▶ _Task_
Only the text belongs in the copy: retype each record exactly as it appears.

Referring expression data

┌──

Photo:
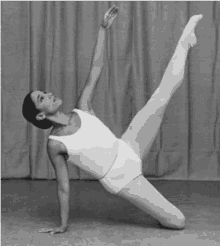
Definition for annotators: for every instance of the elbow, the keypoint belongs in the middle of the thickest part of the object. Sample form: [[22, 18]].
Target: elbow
[[63, 190]]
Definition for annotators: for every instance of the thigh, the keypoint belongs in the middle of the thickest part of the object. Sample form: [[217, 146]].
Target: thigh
[[126, 167], [143, 129]]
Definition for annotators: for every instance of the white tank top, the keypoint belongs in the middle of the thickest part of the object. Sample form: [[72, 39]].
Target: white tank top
[[93, 147]]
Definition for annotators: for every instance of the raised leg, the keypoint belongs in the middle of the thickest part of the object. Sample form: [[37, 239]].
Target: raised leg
[[145, 125], [142, 194]]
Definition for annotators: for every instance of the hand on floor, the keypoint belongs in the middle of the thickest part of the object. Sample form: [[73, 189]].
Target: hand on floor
[[53, 230]]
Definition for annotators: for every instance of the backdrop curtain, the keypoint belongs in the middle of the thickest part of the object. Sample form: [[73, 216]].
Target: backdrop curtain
[[49, 46]]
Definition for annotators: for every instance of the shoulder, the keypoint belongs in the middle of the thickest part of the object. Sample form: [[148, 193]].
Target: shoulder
[[87, 109]]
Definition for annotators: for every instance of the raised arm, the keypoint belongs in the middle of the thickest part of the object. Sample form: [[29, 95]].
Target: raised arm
[[86, 96], [59, 163]]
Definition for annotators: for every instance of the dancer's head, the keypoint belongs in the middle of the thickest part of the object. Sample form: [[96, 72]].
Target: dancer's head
[[37, 106]]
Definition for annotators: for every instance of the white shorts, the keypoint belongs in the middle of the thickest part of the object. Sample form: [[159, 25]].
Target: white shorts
[[126, 167]]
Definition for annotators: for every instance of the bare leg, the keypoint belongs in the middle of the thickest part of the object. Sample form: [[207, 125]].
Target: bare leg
[[145, 125], [143, 129], [141, 193]]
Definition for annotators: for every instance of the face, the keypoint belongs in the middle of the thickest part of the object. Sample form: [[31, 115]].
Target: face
[[46, 102]]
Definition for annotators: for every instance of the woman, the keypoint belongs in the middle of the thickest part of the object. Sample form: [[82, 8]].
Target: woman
[[115, 162]]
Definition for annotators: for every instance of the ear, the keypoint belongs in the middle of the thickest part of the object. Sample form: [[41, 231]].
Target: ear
[[41, 116]]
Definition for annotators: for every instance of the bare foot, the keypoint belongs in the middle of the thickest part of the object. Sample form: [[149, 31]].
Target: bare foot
[[188, 35]]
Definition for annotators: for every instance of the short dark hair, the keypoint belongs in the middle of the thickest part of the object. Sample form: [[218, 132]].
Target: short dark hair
[[30, 112]]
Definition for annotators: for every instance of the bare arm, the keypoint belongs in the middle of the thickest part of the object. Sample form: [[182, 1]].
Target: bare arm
[[61, 169], [86, 96]]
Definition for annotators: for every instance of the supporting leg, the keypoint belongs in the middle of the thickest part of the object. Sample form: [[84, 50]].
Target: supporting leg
[[145, 125], [143, 195]]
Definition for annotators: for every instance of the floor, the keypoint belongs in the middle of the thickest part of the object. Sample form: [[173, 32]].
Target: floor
[[99, 218]]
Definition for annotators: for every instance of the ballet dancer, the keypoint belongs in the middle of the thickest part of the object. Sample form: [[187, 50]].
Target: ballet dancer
[[82, 139]]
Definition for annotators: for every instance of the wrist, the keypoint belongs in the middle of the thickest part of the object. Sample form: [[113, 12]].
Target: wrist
[[103, 25]]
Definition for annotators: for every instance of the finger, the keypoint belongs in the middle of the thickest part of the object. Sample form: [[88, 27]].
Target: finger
[[45, 230], [114, 11]]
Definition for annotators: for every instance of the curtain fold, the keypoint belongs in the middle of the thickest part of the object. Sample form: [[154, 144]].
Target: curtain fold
[[49, 46]]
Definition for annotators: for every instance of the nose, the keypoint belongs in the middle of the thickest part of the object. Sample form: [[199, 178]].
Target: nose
[[49, 95]]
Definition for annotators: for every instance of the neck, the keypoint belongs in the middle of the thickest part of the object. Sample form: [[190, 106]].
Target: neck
[[59, 119]]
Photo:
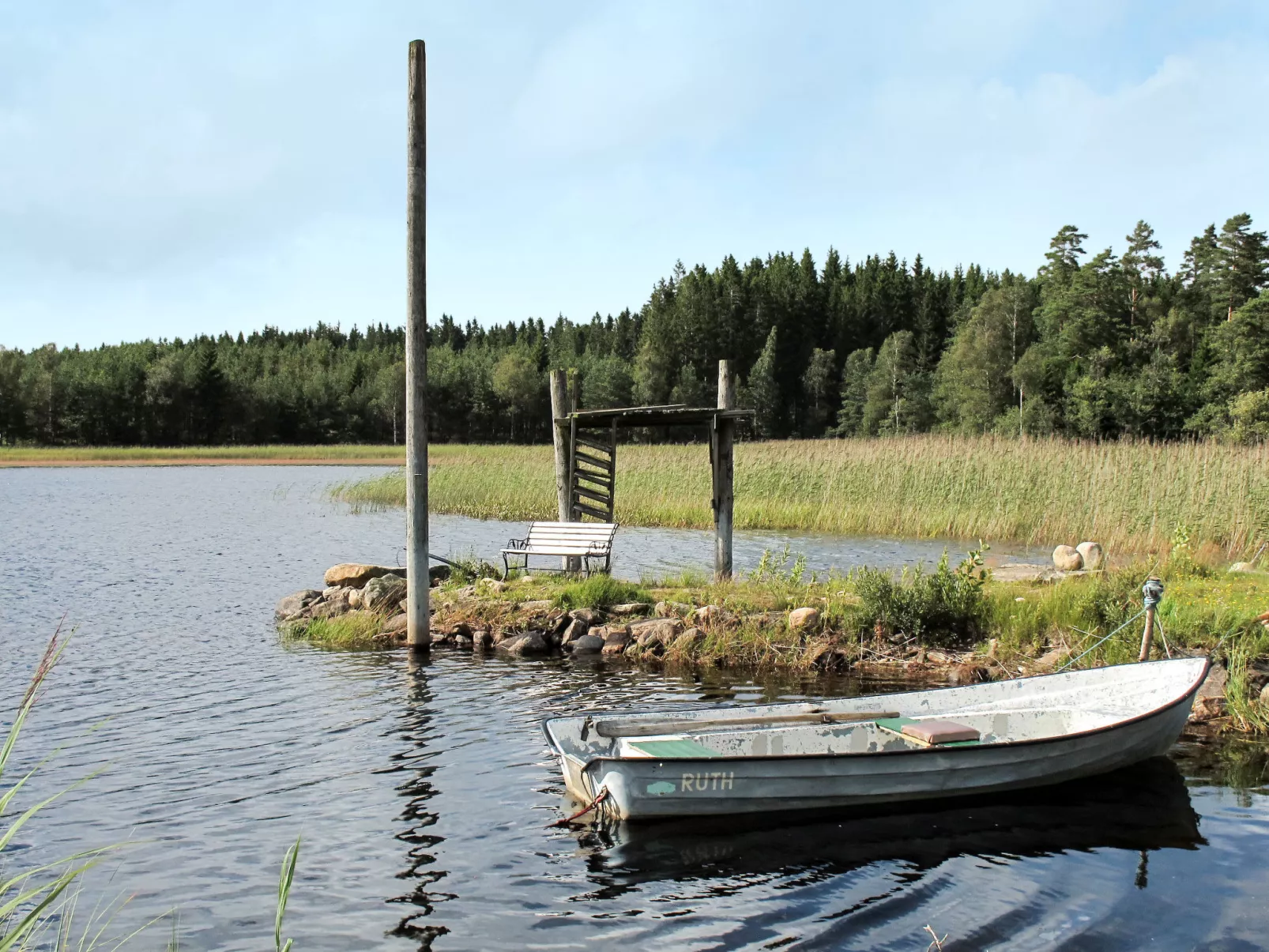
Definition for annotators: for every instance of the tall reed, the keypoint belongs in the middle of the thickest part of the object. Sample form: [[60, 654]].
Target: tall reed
[[1132, 497]]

└──

▶ _Output for this task_
Photo:
Definition for annotators: for every instance of the elbow, the keypoint belongs in the middle of the thickest part of the object. Sample form: [[22, 18]].
Target: elbow
[[63, 190]]
Definition for annotators: for every instance of the thigh, the keypoint belongs in the middle of the thickest part of the object. Sample form: [[217, 146]].
Target: thigh
[[126, 167], [143, 129]]
Definition for annotators: for every instance of the white tank top, the keypoint belongs in the middle of the thickest part of the object. Sample form: [[72, 39]].
Target: white tank top
[[93, 147]]
Definition for annotators: for every instance of the raised leg, the keypoint belongs in the middle of the thickest part of the object. Sample form: [[37, 239]].
Target: raised leg
[[145, 125], [142, 194]]
Definition for annotators: for every instance of the hand on floor, the keypoint belongs in the middle of the thickest part of the object. Sample form: [[73, 189]].
Target: hand on floor
[[53, 230]]
Definition for annotators: for every instance of the backdrop curtain, the keypoint belongs in the middle of the thickest part of the object. Sample form: [[73, 216]].
Target: backdrop curtain
[[49, 46]]
Definition for annotators: for every instance of the shoulder, the keypoint belongs in the middle of the thickest part of the object. Sample form: [[148, 193]].
Target: shoulder
[[87, 109]]
Definition for annotators: for every instance of the raised arm, the keypoint belongs in the middle of the thickest part of the object. Sample form: [[29, 95]].
Target: raised arm
[[86, 96], [59, 163]]
Definition for annotators: for every instance of the dancer's head, the keypoint belongs in the middle of the thickest part of the object. Sample form: [[96, 72]].
Target: dancer's head
[[37, 106]]
Definition for annotators: for every instance of the white shorts, the keypoint belongs in the middle of the thickest part of the object. Sample form: [[159, 25]].
Target: white shorts
[[126, 167]]
Definition for annotators: for every instance of the bare leg, the keypoint belongs in the middle of the thickest part of the object. Sample form: [[207, 125]].
Target: bare leg
[[145, 125], [143, 129], [141, 193]]
Definition for annotators: for every instance of the face, the keypoint belongs in the middle of the thickest part of the object. Sample form: [[31, 115]].
Target: face
[[46, 102]]
Definition for annotators: for every instance of the woman, the keypoint belongs in the middle of the thickest part of the object. Sample form: [[82, 8]].
Target: woman
[[115, 162]]
Definition for annotators: for every instance of the ear, the keypoint belongs in the middle of the thickest part of the object. Sample form: [[41, 231]].
Target: ear
[[41, 116]]
Definition for annotators: for every instance of the bare foot, the keypoint belongs in the middle of the thickest part of the object. Sample form: [[149, 31]].
Target: bare foot
[[188, 35]]
Definition for annotators: for every instance of the short dark hair, the keypoint belongs in the middle of the thickest part of the object. Sample form: [[218, 132]].
Target: short dark hair
[[30, 112]]
Definition for annotators: for every instance of the bare arm, the keypoint belongs in the middle of the thickest part of the object. Sample form: [[182, 1]].
Target: bare arm
[[61, 169], [86, 96]]
Definition for annotators: for every instance of the supporting leg, the keypoint belongs in the middle of the thickest part of the object. Sample form: [[84, 50]].
Target: supporting leg
[[145, 125], [143, 195]]
Definition for annotators: for every instance of the floor, the keypoint belongs in the middle of the thickest part of the object. Sample form: [[173, 32]].
Target: floor
[[99, 218]]
Definition for annotators: for every instance of the ballet dancer, the keypoint belongs in the middle of the thickest part of the object. Sample form: [[187, 50]].
Target: ballet dancer
[[82, 139]]
Definition for annotators: for every instance of the wrist, the keypoint belongs in the middle of the thickest part of the object. Sample form: [[113, 12]].
Target: wrist
[[103, 25]]
Definition for annotators: for every instance of the finger, the keypoint belongs in the middle of the thickest part of the object. Sample form: [[88, 27]].
Target: finger
[[45, 230], [114, 11]]
Definition for annotators: for every instance of the curtain fold, the keypoint belongs in the middle of the thickest part of the object. Sample form: [[154, 144]].
Target: curtain fold
[[49, 46]]
Definition for annotators: for every instance of the nose, the keypoint belongs in the middle of the thickest part of the object. Sample form: [[199, 178]].
Target: nose
[[49, 95]]
Definition for annotators: for every instance of the neck, the keypoint belongs in the middle of the thickest part of the object. Sample form: [[190, 106]].
Target: neck
[[59, 119]]
Photo:
Definition for annotators: for every instance of the tall reed, the keypoint belongs in the middle of the thickest part of the object. Sample form: [[60, 654]].
Target: tall reed
[[1132, 497]]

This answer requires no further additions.